GIVEN PASSAGE ▸
Spinn Inc. is a San Francisco-based coffee-subscription business. The coffee makers from Spinn, are said to be Wi‑Fi–connected and app-controlled, and thus, these are said to demand minimal effort from the users.

== Overview ==
Spinn Inc is a hardware enabled coffee marketplace and was founded in 2015 by Roderick de Rode, Serge de Warrimont and Roland Verbeek.

Spinn is provides its users with a curated coffee roaster platform through which the users are given various choices about their coffee, and this platform is currently said to have over 150 connected roasters for fulfilling the users’ coffee bean orders as of 2017.

== Technology ==
Spinn's coffee maker uses patented centrifugal brewing process and an integrated grinder. The centrifugal technology is said to variable stepless rotating speed between 500 rpm to 8000 rpm, the decides the extraction level, and amount of coffee and water used.

This coffee maker is app-controllable, and every aspect from ordering and brewing to coffee preparation can be controlled through Spinn's proprietary iOS and Android-based mobile application. This app has the Alexa integration feature, which allows the users to talk to their coffee makers.

Spinn began accepting pre-orders for its coffee maker in late 2016 and initially projected shipment in mid-2017. However, the rollout was delayed; limited beta units shipped in 2018, and widespread customer deliveries commenced in 2020. In 2021, Spinn secured a $20 million funding round led by Spark Capital, bringing its total funding to $37 million to date.

ACTIVITY ▸ Retype the Spinn passage word for word, starting at "This coffee maker" and ending at "million to date.".

LISTED ENTRIES ▸

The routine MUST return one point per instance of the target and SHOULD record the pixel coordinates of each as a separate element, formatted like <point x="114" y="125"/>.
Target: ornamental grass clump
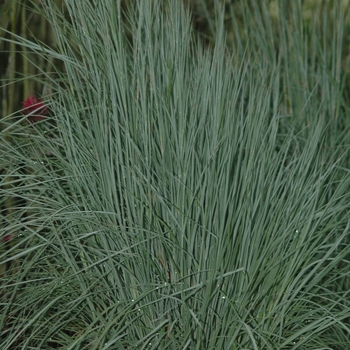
<point x="188" y="195"/>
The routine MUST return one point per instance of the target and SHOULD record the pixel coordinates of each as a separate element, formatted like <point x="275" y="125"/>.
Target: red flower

ANSWER TO THE PROBLEM ▸
This coffee maker is app-controllable, and every aspect from ordering and brewing to coffee preparation can be controlled through Spinn's proprietary iOS and Android-based mobile application. This app has the Alexa integration feature, which allows the users to talk to their coffee makers.

Spinn began accepting pre-orders for its coffee maker in late 2016 and initially projected shipment in mid-2017. However, the rollout was delayed; limited beta units shipped in 2018, and widespread customer deliveries commenced in 2020. In 2021, Spinn secured a $20 million funding round led by Spark Capital, bringing its total funding to $37 million to date.